AIM: Return the material below in full and exactly.

====== RECORDS TO PROCESS ======

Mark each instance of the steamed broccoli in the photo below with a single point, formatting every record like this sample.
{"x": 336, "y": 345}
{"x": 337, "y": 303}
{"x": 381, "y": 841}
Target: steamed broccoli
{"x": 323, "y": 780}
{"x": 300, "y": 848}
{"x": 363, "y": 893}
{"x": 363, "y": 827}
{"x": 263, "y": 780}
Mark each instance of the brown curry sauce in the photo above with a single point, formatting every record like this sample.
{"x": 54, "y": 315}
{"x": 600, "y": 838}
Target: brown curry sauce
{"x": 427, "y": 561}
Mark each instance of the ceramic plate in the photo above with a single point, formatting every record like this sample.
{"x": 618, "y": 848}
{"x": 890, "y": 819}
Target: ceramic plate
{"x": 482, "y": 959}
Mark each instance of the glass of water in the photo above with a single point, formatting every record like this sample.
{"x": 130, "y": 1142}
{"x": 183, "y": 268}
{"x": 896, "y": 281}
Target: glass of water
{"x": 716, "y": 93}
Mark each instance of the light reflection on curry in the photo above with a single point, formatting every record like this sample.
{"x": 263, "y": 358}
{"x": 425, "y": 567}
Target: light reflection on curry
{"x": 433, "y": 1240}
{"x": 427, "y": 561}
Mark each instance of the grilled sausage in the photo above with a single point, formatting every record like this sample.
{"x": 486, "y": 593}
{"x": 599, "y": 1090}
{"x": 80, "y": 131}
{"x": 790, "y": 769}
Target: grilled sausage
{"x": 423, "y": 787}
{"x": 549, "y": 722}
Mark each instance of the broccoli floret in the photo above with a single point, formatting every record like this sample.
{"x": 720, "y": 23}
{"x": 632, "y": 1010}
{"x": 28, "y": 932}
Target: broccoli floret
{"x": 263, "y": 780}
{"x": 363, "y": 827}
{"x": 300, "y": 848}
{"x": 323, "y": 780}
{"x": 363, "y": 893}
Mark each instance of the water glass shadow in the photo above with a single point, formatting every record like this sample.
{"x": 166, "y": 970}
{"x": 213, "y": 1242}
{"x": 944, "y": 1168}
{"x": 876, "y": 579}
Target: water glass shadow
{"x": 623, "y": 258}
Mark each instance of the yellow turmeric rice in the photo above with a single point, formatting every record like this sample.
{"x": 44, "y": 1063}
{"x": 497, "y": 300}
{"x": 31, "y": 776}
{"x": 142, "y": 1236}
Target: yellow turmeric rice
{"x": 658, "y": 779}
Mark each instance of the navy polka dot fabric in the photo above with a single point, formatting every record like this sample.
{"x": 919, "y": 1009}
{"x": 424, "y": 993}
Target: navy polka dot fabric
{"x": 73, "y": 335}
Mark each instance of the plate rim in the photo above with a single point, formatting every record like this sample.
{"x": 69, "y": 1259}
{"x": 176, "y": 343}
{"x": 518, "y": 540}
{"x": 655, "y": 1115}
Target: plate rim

======

SOLVED EXERCISE:
Mark each instance of the steamed broccoli in the photo below with a single point, formatting every record like this sample.
{"x": 336, "y": 345}
{"x": 337, "y": 303}
{"x": 381, "y": 841}
Target: steamed broccoli
{"x": 323, "y": 780}
{"x": 300, "y": 848}
{"x": 363, "y": 893}
{"x": 363, "y": 827}
{"x": 263, "y": 780}
Mark each instance of the brown curry sauce in the photo above with a single point, formatting every record like this sample.
{"x": 54, "y": 315}
{"x": 600, "y": 838}
Target: brown curry sauce
{"x": 427, "y": 561}
Mark each instance of the ceramic plate in the photo above with a single point, formatting every record like this sample.
{"x": 618, "y": 848}
{"x": 890, "y": 819}
Target: ceramic plate
{"x": 482, "y": 959}
Mark each instance of the glass of water in the photo above with a single point, formatting every record like this sample.
{"x": 130, "y": 1142}
{"x": 183, "y": 268}
{"x": 896, "y": 281}
Target: glass of water
{"x": 716, "y": 93}
Mark each instance of the light reflection on curry in the photo above with a single point, formatting every record like this sample.
{"x": 263, "y": 358}
{"x": 425, "y": 567}
Target: light reflection on curry
{"x": 433, "y": 1240}
{"x": 427, "y": 561}
Mark each instance of the grilled sausage in the photo above with a single point, formatting every record like this sample.
{"x": 486, "y": 593}
{"x": 599, "y": 1090}
{"x": 80, "y": 131}
{"x": 790, "y": 769}
Target: grilled sausage
{"x": 423, "y": 787}
{"x": 549, "y": 722}
Mark each instance of the broccoli floret in the photo above with a single point, formatting every record like this sample.
{"x": 720, "y": 23}
{"x": 632, "y": 1010}
{"x": 28, "y": 932}
Target: broccoli floret
{"x": 263, "y": 780}
{"x": 363, "y": 827}
{"x": 300, "y": 848}
{"x": 323, "y": 780}
{"x": 363, "y": 893}
Mark each instance of the water glass shadow in the photo above with a single point, formatting every record like this sample.
{"x": 166, "y": 970}
{"x": 213, "y": 1242}
{"x": 944, "y": 1168}
{"x": 876, "y": 579}
Target: water glass shadow
{"x": 623, "y": 258}
Mark each instance of the yellow turmeric rice in the photo above with a single point, formatting every record like this sample.
{"x": 44, "y": 1063}
{"x": 497, "y": 300}
{"x": 31, "y": 776}
{"x": 142, "y": 1236}
Target: yellow turmeric rice
{"x": 658, "y": 779}
Mark each instance of the navy polka dot fabric in the photo above with a single point, formatting every record like this sample.
{"x": 919, "y": 1009}
{"x": 424, "y": 993}
Target: navy polka dot fabric
{"x": 73, "y": 335}
Mark each instance of the plate rim in the photo above with a single point, formatting every record like this sample.
{"x": 69, "y": 1259}
{"x": 176, "y": 343}
{"x": 518, "y": 540}
{"x": 655, "y": 1115}
Target: plate rim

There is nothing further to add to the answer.